*** Opening RECORD EXTRACTS ***
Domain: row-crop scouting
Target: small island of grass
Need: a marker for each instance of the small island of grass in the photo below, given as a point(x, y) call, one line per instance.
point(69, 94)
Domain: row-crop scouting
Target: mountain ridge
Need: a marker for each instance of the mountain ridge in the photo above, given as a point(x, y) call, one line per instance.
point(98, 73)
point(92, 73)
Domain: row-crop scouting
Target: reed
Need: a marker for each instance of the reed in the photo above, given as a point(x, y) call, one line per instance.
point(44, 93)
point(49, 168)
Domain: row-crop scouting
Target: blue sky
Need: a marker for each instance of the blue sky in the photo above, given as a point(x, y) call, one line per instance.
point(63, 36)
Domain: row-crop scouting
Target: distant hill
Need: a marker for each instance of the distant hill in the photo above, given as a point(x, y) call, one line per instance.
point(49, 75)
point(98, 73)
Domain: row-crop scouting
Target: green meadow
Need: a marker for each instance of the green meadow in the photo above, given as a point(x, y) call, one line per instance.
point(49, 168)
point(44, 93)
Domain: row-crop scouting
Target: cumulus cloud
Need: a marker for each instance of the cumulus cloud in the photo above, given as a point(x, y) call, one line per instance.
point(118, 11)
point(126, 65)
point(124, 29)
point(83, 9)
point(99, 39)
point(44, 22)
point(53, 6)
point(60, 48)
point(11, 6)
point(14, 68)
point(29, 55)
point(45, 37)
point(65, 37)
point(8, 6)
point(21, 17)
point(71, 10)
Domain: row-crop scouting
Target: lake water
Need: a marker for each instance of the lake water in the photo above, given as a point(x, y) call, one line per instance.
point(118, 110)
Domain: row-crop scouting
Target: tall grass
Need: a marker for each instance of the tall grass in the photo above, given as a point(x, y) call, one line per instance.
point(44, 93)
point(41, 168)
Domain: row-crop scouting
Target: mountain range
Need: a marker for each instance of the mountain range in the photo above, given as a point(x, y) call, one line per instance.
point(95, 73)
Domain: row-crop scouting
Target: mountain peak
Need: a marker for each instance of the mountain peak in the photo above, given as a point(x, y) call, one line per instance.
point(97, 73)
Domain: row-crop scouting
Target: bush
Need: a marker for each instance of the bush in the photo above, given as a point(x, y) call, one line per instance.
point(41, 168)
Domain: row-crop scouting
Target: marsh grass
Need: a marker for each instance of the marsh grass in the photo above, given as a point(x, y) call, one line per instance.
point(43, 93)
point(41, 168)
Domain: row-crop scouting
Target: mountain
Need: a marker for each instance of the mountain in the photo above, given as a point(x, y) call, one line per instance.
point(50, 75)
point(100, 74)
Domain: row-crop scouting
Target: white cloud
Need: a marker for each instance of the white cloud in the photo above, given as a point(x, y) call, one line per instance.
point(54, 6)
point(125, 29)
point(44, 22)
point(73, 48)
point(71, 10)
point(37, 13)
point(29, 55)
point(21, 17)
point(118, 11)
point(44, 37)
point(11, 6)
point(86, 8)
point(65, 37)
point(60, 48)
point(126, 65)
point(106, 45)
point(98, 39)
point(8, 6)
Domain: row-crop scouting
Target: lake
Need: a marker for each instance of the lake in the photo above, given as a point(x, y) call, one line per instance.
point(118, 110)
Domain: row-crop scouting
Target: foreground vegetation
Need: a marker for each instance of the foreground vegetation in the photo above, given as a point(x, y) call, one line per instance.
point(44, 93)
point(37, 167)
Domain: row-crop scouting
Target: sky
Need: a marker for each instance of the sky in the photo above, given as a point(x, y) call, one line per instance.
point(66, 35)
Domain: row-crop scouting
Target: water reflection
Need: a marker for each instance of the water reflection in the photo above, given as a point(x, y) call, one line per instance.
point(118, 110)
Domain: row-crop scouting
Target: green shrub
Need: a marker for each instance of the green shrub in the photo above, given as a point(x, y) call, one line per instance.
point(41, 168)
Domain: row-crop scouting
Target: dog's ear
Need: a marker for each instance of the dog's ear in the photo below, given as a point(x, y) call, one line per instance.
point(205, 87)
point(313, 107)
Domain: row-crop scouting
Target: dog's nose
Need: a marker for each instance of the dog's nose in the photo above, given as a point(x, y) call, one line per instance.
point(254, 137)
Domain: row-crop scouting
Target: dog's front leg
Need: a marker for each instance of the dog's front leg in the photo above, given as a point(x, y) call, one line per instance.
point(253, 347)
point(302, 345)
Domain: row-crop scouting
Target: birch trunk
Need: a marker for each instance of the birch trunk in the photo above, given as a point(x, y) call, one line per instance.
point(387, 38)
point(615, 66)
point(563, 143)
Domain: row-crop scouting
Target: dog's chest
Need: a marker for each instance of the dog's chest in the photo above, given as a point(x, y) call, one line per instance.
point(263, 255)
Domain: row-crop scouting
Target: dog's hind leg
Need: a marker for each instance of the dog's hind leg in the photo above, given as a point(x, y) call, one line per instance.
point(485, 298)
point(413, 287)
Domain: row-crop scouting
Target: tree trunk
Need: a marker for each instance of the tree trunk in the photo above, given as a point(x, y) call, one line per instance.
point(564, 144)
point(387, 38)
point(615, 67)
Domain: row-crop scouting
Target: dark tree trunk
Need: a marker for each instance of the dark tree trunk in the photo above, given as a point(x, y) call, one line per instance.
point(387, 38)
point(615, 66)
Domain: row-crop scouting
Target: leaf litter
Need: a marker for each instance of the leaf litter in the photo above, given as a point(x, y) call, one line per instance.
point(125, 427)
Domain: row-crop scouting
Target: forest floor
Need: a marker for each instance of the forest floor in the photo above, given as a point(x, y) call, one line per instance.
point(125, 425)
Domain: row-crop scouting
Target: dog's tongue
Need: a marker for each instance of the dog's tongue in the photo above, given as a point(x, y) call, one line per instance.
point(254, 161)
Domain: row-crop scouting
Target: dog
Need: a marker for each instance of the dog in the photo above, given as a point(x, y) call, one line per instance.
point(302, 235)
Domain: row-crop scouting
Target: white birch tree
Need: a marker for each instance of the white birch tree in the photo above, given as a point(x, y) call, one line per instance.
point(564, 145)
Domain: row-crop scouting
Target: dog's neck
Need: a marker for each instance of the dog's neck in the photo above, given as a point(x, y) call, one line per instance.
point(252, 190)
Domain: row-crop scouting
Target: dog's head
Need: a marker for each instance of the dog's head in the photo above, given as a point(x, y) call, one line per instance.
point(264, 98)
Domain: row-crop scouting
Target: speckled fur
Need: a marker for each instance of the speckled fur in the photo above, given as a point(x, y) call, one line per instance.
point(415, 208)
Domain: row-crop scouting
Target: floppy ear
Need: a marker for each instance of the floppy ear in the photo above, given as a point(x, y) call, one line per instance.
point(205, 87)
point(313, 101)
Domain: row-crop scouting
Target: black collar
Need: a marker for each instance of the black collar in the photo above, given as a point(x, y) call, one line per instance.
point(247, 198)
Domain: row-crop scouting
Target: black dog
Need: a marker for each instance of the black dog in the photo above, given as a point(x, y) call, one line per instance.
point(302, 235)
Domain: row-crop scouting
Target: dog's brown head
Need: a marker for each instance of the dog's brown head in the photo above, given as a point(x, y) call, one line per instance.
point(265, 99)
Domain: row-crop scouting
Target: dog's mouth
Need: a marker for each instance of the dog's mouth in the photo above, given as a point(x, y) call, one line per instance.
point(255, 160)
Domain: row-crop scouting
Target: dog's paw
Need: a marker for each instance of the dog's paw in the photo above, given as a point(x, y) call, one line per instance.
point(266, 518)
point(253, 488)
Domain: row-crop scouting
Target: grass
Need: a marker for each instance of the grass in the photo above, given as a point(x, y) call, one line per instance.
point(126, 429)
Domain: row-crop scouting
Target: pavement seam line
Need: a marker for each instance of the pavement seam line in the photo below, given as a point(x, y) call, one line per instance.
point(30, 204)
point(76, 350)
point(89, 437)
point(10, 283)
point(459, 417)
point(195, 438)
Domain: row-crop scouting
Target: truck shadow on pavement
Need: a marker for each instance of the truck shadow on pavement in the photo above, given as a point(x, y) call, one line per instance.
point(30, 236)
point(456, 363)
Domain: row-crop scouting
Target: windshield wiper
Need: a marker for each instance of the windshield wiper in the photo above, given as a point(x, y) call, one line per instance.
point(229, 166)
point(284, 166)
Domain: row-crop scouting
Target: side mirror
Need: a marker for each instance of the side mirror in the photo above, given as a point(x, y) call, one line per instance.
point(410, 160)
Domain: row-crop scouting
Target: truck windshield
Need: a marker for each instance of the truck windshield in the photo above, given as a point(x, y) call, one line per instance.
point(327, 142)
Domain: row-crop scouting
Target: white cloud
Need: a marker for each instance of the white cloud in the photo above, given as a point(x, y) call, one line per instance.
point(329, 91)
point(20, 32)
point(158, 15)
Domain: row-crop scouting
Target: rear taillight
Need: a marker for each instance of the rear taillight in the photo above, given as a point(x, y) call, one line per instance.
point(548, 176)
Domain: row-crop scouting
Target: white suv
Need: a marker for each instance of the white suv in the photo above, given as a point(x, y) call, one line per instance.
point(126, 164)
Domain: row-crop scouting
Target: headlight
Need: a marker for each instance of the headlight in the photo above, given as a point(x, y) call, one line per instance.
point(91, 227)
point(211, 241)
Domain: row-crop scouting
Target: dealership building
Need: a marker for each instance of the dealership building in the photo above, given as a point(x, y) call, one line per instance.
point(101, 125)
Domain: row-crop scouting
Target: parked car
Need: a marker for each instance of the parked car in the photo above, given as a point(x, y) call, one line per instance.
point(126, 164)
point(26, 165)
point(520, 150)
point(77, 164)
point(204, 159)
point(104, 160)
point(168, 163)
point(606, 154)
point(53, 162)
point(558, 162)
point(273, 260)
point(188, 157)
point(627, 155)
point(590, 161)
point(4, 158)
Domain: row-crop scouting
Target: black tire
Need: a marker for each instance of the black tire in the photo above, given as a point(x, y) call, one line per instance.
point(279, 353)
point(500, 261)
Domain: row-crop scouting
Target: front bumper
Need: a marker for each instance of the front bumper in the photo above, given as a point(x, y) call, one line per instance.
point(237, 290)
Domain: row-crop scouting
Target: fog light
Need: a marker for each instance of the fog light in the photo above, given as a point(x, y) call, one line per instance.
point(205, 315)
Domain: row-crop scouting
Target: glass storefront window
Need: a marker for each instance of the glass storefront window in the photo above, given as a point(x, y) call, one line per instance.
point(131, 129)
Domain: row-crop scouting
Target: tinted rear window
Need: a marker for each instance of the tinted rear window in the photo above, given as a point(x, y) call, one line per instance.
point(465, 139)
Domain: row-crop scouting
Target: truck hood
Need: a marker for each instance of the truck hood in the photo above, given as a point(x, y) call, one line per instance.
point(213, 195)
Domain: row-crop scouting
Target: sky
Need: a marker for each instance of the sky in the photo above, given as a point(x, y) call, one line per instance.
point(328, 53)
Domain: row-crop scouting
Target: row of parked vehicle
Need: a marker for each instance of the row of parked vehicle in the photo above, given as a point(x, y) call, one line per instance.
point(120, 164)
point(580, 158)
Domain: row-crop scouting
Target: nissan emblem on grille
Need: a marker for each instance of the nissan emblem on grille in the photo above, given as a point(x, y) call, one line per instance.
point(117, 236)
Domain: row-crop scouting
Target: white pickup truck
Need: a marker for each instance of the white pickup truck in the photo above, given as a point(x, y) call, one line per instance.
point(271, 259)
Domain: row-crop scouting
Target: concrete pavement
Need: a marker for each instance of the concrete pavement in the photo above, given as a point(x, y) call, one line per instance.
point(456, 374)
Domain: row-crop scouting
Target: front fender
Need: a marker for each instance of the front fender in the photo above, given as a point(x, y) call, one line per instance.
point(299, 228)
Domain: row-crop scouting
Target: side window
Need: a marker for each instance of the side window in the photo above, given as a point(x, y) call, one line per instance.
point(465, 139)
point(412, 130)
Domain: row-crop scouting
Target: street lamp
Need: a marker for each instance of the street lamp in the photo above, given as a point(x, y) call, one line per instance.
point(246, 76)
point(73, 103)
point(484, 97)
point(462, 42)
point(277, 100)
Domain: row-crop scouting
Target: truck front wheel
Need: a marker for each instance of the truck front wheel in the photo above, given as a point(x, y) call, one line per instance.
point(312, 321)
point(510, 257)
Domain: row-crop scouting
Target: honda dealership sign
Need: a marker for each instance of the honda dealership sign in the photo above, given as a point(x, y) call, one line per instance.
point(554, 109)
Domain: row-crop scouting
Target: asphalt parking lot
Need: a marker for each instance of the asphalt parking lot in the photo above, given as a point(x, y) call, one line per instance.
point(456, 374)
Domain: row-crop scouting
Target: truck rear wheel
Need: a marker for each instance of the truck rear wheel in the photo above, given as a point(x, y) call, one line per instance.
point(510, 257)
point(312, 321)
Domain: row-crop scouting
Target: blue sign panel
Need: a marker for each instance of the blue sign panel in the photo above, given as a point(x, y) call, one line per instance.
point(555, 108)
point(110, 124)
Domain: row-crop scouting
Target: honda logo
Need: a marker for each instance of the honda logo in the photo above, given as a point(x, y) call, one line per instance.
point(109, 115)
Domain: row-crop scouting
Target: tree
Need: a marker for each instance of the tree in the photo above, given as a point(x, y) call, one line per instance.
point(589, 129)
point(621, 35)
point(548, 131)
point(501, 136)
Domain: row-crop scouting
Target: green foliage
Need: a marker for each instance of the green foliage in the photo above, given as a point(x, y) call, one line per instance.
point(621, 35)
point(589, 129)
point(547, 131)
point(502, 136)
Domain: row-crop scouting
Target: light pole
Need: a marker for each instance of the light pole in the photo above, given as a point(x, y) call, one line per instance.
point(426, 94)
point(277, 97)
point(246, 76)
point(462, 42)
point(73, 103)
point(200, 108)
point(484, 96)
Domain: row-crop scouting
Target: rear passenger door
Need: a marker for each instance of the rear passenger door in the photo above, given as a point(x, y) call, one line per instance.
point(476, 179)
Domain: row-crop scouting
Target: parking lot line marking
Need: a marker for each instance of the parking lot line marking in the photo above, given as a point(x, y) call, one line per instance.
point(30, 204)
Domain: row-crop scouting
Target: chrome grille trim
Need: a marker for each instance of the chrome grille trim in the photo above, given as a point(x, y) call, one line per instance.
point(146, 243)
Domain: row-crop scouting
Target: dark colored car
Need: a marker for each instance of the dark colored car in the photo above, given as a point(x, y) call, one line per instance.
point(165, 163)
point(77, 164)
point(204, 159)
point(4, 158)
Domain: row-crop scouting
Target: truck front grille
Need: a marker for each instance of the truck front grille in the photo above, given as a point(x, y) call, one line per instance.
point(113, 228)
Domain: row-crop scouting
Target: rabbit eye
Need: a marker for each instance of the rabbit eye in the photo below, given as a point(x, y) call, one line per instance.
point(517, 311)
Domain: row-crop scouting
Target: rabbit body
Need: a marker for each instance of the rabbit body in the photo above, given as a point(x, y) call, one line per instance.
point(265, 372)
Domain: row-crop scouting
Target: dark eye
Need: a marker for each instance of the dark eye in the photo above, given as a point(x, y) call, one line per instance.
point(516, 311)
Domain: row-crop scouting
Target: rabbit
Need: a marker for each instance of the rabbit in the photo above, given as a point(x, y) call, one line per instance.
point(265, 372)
*** Closing RECORD EXTRACTS ***
Output the lines above between the one holding "Target: black collar" and the one holding "Target: windshield wiper", inclusive, with nothing before or after them.

Target: black collar
Need: a marker for each instance of the black collar in the photo above, given as a point(x, y) call, one line per instance.
point(247, 198)
Domain: row-crop scouting
Target: black dog
Need: a marker for each instance of the black dog in the photo above, given as a point(x, y) call, one line per instance.
point(302, 235)
Domain: row-crop scouting
Target: dog's brown head
Need: a marker for each instance of the dog's brown head in the photo above, given as a point(x, y) call, one line per instance.
point(265, 99)
Domain: row-crop scouting
Target: dog's mouth
Need: a marker for each instance of the dog's mouth in the photo above, given as a point(x, y) call, one line per instance.
point(255, 160)
Domain: row-crop scouting
Target: dog's paw
Need: a marker for each instance of the dog's paw in the photo above, given as a point(x, y) call, one line per instance.
point(266, 518)
point(253, 488)
Domain: row-crop scouting
Target: grass
Need: a marker for each instance of the grass in the photo above, given as a point(x, y) call, one line per instance.
point(126, 429)
Domain: row-crop scouting
Target: pavement seam line
Need: a marker for each instance of the pavement seam line in the photo below, given as a point(x, y) call, one line per instance.
point(30, 204)
point(76, 350)
point(89, 437)
point(10, 283)
point(459, 417)
point(195, 438)
Domain: row-crop scouting
Target: truck shadow on pavement
Need: a marker for each instance of the truck shadow on pavement in the photo above, given as a point(x, y) call, one line per instance.
point(30, 236)
point(456, 363)
Domain: row-crop scouting
Target: windshield wiper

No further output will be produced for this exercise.